■ **YOUR OBJECTIVE**
Count the lines in the records below that contain the string "plastic", matching case exactly, and reply with only the number.

#### RECORDS SUPPLIED

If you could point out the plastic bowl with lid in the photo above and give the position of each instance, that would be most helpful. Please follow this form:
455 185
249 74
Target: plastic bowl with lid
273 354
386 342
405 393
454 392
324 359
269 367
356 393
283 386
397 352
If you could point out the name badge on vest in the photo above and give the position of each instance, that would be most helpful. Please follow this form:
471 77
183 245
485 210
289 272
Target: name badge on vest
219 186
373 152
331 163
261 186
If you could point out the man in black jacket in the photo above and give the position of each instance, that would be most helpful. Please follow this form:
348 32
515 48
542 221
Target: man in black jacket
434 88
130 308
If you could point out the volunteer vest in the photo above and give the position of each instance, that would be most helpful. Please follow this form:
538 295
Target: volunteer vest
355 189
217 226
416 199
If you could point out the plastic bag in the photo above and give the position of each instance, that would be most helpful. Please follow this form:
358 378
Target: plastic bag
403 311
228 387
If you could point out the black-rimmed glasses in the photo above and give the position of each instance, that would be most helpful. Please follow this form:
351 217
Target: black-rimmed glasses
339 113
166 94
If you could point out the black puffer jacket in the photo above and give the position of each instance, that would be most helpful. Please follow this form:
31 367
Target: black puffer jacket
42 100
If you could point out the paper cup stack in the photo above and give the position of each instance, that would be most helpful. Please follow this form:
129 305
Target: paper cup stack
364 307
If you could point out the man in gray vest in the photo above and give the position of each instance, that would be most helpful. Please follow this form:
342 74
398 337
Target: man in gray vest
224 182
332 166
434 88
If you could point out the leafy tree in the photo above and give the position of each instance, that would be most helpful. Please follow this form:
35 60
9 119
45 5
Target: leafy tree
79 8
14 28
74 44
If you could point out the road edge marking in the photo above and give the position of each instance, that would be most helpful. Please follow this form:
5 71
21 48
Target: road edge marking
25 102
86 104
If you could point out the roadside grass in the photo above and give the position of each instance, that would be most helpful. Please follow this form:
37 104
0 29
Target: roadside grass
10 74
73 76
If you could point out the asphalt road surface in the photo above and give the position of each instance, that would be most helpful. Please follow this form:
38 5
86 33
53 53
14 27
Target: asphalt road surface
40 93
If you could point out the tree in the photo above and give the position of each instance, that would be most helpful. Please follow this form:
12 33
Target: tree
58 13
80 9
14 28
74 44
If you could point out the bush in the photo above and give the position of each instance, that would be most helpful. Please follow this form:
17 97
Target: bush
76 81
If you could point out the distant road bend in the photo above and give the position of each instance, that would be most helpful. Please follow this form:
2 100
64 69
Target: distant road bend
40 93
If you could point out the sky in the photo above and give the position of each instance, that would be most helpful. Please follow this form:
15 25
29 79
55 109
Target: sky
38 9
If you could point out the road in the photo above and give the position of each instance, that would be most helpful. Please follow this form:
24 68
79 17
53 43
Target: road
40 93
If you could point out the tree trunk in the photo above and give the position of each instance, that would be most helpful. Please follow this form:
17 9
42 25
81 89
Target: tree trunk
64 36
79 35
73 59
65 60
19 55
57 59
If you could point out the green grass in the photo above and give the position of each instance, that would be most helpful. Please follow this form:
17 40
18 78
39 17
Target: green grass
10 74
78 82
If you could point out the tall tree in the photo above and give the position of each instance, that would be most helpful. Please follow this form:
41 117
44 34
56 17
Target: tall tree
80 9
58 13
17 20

########
#### RECORDS SUPPLIED

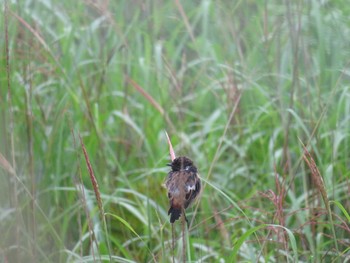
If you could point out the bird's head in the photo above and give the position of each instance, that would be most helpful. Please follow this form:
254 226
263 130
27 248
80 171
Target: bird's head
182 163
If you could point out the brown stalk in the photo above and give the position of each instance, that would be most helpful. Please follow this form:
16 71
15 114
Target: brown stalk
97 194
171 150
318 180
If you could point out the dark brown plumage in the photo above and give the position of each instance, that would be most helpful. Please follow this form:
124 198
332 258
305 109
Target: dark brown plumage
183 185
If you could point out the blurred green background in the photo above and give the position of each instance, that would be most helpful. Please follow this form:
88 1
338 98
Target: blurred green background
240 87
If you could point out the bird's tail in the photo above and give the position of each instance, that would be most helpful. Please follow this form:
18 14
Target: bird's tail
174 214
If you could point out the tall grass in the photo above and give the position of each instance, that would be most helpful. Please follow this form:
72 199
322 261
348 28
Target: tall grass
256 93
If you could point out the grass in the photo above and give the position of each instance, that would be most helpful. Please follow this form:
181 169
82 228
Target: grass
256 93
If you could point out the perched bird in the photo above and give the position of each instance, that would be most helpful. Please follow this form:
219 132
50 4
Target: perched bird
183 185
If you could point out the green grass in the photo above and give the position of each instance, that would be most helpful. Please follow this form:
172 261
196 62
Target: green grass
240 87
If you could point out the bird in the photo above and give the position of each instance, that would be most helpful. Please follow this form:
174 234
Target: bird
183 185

########

■ **REPLY TO THE TASK**
4